I rarely ever set a goal up front. It usually works better to set small goals and add to it. But I think I need to reboot and be chaste/denied for about 100 days which would be all the way to the fall. My habits and drive have not been good. My mood hasn’t been great. I lost about 40 pounds a few years ago and kept it off until this year. I gained about half of it back. I love to run and have some major running events later this year. I previously made it to about 100 days when my wife was expecting. We don’t have that kind of event going on now, but I really need a reboot. It will take much self discipline. My last ruined orgasm was about 5 days ago. PIV was about 12 days ago. So it would be like 95 days to go from today. So, here we go. I might report back in a week that I failed, or I might get in a groove. I really need a groove.
i was thinking more like “tuck and run” but I catch your drift. lol. The big thing right now is I have to be accountable about my own choices versus “wife denying me”.
I'm interested in how you would handle orgasm denial if your wife isn't denying you? Say you have PIV sex, won't she question why you aren't cumming? Or is she participating but not denying you?

### RECORDS

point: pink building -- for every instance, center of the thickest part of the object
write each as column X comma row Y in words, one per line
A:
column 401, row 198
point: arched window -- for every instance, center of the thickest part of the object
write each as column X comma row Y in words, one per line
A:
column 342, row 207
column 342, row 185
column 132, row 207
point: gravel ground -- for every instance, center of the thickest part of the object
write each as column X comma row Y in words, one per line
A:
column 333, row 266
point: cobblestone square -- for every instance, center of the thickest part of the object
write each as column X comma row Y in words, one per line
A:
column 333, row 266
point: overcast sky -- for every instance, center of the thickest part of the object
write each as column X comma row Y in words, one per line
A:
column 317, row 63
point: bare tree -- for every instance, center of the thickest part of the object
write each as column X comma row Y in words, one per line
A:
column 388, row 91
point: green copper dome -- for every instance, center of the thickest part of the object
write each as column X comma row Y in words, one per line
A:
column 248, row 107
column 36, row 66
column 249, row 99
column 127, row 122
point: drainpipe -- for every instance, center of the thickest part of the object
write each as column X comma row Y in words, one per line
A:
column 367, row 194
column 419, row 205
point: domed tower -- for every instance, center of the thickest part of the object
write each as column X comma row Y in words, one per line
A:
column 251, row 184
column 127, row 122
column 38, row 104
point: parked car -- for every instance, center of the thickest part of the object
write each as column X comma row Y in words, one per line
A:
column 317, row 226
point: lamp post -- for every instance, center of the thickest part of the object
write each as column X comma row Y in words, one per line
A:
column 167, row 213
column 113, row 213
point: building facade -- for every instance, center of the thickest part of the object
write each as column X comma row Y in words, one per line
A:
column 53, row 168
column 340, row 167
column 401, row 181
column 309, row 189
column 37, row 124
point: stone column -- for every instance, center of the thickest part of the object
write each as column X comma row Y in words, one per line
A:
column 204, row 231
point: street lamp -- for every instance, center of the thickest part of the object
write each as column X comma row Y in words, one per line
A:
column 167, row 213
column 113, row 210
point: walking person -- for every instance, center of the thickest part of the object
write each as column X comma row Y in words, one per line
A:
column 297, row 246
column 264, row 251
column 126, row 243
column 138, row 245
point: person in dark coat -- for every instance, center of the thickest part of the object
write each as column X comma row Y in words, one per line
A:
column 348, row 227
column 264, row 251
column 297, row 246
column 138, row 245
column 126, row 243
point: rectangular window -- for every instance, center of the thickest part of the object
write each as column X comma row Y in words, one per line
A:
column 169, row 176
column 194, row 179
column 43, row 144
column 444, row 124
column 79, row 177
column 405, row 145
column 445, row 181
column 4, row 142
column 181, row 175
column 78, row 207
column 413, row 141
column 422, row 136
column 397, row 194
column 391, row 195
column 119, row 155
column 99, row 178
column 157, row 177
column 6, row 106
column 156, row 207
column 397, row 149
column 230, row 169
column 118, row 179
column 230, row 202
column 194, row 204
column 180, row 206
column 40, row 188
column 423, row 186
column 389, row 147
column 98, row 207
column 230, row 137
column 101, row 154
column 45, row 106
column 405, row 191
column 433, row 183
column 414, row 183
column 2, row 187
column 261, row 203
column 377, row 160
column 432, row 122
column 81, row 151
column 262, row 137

### PROBLEM STATEMENT
Please continue the forum thread about a 100-day self-discipline reboot, which appears above the lines, starting right after its final sentence.

### WRITTEN ANSWER
She knows I have a denial kink, so she’s not going to push it most of the time if I don’t want to orgasm. The last time we had sex, the PIV lasted a little while but she finished with a ruined hand job. I wish we were having lots of sex I was going to give up, but we are in a little rut anyway. We can be creative. The key is me “holding off” versus making her tell me “no”. I have to go in with mindset of not finishing
She is participating but I have to look at this as “self denial” for moment. She’s a little indifferent except in heat of moment.
Update - Day 7 - this wasn’t a fun week but it has kept me away from temptation. I need to keep focus. My weight has leveled off and started to slowly go down after being off track most of the last 6 months.
It takes high motivation to achieve that first 100days all the more when the partner is indifferent and could not be bothered.. “so?”… Salute has to be accorded to you for such an attempt.. go ahead.. go for the acclaim.. some form of self purification attainment has to be laid as a stretched goal to add significance to it.. the general public wont give two hoots.. but f.. who cares about them.. its your own goal.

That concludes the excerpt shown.